[Start Information shown]
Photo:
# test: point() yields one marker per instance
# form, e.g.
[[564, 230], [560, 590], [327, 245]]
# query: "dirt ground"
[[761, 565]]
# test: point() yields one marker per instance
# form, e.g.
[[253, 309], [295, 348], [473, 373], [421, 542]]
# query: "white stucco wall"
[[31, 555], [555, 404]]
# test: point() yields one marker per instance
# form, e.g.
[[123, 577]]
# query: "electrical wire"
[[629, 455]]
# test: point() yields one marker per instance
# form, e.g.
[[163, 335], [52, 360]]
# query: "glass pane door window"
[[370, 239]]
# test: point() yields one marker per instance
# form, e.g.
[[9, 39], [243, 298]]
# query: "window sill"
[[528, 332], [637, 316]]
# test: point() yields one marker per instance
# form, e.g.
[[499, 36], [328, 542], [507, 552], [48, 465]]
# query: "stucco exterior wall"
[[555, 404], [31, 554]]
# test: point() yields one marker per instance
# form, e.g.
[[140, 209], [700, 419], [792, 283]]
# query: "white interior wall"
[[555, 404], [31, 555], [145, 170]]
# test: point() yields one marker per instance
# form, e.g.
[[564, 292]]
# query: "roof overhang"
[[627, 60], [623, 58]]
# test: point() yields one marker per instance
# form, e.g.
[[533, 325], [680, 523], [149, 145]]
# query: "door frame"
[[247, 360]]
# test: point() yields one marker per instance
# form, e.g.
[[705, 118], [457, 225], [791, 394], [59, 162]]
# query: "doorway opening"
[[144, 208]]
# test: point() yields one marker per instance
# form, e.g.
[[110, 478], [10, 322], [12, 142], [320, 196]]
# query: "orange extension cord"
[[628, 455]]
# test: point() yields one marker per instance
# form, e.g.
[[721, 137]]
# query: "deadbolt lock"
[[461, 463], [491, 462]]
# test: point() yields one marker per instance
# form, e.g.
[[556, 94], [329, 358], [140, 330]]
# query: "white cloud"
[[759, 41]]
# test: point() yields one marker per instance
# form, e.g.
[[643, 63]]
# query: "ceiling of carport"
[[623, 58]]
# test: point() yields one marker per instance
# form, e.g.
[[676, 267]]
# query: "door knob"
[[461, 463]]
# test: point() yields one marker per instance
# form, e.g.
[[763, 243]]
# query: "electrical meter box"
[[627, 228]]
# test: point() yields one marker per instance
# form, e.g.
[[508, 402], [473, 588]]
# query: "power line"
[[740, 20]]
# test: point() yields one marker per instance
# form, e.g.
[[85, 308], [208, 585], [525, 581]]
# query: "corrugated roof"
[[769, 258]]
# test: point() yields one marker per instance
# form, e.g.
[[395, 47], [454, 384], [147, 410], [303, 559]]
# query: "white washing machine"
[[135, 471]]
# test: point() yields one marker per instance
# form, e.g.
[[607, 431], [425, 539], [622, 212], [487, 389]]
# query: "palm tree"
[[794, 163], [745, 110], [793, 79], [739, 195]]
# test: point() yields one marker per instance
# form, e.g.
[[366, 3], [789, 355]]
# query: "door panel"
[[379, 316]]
[End Information shown]
Written problem: Rename "query" to "label" everywhere in the data above, and leave every other part unchanged.

Result of this exercise:
Photo:
# test: point() yields one marker per instance
# form, e.g.
[[564, 230], [560, 590], [327, 245]]
# label: "dirt ground"
[[761, 565]]
# test: point() yields one marker per instance
# form, e.g.
[[253, 309], [295, 348], [473, 373], [421, 542]]
# label: "white stucco wall"
[[31, 555], [555, 404]]
# test: point() yields one marker per instance
# form, e.g.
[[123, 577]]
# label: "electrical wire"
[[629, 455]]
# test: point() yields one marker per instance
# form, e.g.
[[163, 335], [52, 360]]
# label: "glass pane door window"
[[370, 239]]
# test: point() yields one marker per instance
# form, e.g.
[[9, 39], [243, 298]]
# label: "window sill"
[[528, 332], [637, 316]]
# test: point() yields one marker per instance
# form, e.g.
[[499, 36], [328, 542], [507, 552], [48, 465]]
# label: "stucco exterior wall"
[[555, 404], [31, 554]]
# test: point() yields one marker per instance
# form, e.g.
[[140, 209], [700, 419], [792, 283]]
# label: "white interior wall"
[[555, 404], [31, 555], [145, 170]]
# test: point() yields one marker per instance
# form, e.g.
[[564, 292]]
# label: "roof overhang"
[[627, 60], [623, 58]]
# test: point() yields one marker per instance
# form, e.g.
[[533, 325], [680, 523], [149, 145]]
# label: "door frame"
[[247, 360]]
# test: point() yields one marker per instance
# form, e.g.
[[705, 118], [457, 225], [791, 394], [59, 162]]
# label: "doorway opening"
[[144, 208]]
# test: point() yields one marker per instance
# form, e.g.
[[110, 478], [10, 322], [12, 142], [320, 196]]
# label: "orange extension cord"
[[628, 455]]
# test: point() yields one marker per instance
# form, e.g.
[[721, 137]]
# label: "deadbolt lock"
[[461, 463], [491, 462]]
# test: point() yields one marker per instance
# form, e.g.
[[556, 94], [329, 358], [140, 330]]
# label: "white cloud"
[[759, 41]]
# test: point() yields one marker per instance
# form, e.g.
[[643, 63]]
# label: "ceiling of carport"
[[623, 58]]
# test: point() yields one marker per instance
# form, e.g.
[[676, 267]]
# label: "door knob"
[[461, 463]]
# test: point() yields one marker per instance
# form, e.g.
[[763, 243]]
# label: "electrical meter box"
[[627, 228]]
# test: point() yields one marker per instance
# form, e.g.
[[508, 402], [473, 588]]
# label: "power line"
[[740, 20]]
# test: point() yields one marker per instance
# form, e.g.
[[85, 308], [208, 585], [525, 581]]
# label: "corrugated roof"
[[769, 258]]
# test: point() yields one marker per instance
# form, e.g.
[[395, 47], [454, 384], [147, 410], [303, 559]]
# label: "white washing machine"
[[135, 471]]
# test: point() yields one marker per instance
# form, e.g.
[[607, 431], [425, 539], [622, 212], [487, 389]]
# label: "palm tree"
[[794, 163], [745, 110], [793, 79], [739, 195]]
# test: point() yields one marker per instance
# form, e.g.
[[366, 3], [789, 355]]
# label: "door panel"
[[379, 316]]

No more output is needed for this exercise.